■ Short exercise 1 ■
Reproduce the overview of reana-workflow-engine-cwl word for word, in full.

2. Overview

2.1. General description

reana-workflow-engine-cwl (referred to as "engine-cwl") acts like a wrapper around reference CWL implementation cwltool.

The implementation of engine-cwl is based on cwl-tes implementation.

The general execution model is the following:

  1. A celery task activates the execution by passing the id of the workflow to be started.

2. engine-cwl extracts the [packed]() workflow description from the database, along with the inputs, and dumps the information to workflow.json to contain CWL workflow and inputs.json with information about inputs. It expects inputs to be already staged to a working directory

3. Engine-cwl makes call to cwltool’s main function with the redefined executor. It reassigns --tmpdir-prefix, --tmp-outdir-prefix and later other default cwltool’s path variables ( docker_outdir, docker_tmpdir, docker_stagedir) so they are located on the mounted REANA’s path (/data). It also uses a default minimal docker image for all workflows because all the jobs have to be executed in some docker container.

■ Short exercise 2 ■
In the records, write out every line from the one containing "Can you see the white box" through the end of the records, inclusive, with "box truck" changed to "delivery van" and nothing else altered.

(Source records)
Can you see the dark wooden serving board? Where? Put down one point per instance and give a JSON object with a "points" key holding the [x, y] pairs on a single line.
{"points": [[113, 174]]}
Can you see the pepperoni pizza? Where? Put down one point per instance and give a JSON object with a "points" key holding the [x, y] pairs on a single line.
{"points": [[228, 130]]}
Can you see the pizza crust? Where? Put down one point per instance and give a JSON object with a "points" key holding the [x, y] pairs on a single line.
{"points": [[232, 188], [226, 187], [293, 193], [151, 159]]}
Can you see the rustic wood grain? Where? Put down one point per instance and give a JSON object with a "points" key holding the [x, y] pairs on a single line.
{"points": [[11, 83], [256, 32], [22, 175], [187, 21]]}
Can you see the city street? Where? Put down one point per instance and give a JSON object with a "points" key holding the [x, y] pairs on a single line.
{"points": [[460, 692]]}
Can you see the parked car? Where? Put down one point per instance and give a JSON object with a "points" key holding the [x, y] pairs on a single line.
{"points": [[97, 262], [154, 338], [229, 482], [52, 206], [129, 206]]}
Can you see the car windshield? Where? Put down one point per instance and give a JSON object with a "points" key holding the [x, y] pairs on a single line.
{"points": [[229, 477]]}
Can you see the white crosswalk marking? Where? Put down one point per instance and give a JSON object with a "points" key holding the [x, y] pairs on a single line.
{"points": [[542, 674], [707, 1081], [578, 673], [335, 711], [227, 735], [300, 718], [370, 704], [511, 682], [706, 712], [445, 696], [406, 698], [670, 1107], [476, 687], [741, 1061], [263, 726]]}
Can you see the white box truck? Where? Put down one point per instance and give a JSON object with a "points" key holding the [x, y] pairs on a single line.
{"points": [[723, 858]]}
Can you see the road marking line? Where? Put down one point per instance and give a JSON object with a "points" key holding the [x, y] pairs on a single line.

■ Full solution 1 ■
2. Overview

2.1. General description

reana-workflow-engine-cwl (referred to as "engine-cwl") acts like a wrapper around reference CWL implementation cwltool.

The implementation of engine-cwl is based on cwl-tes implementation.

The general execution model is the following:

  1. A celery task activates the execution by passing the id of the workflow to be started.

2. engine-cwl extracts the [packed]() workflow description from the database, along with the inputs, and dumps the information to workflow.json to contain CWL workflow and inputs.json with information about inputs. It expects inputs to be already staged to a working directory

3. Engine-cwl makes call to cwltool’s main function with the redefined executor. It reassigns --tmpdir-prefix, --tmp-outdir-prefix and later other default cwltool’s path variables ( docker_outdir, docker_tmpdir, docker_stagedir) so they are located on the mounted REANA’s path (/data). It also uses a default minimal docker image for all workflows because all the jobs have to be executed in some docker container.

■ Full solution 2 ■
Can you see the white delivery van? Where? Put down one point per instance and give a JSON object with a "points" key holding the [x, y] pairs on a single line.
{"points": [[723, 858]]}
Can you see the road marking line? Where? Put down one point per instance and give a JSON object with a "points" key holding the [x, y] pairs on a single line.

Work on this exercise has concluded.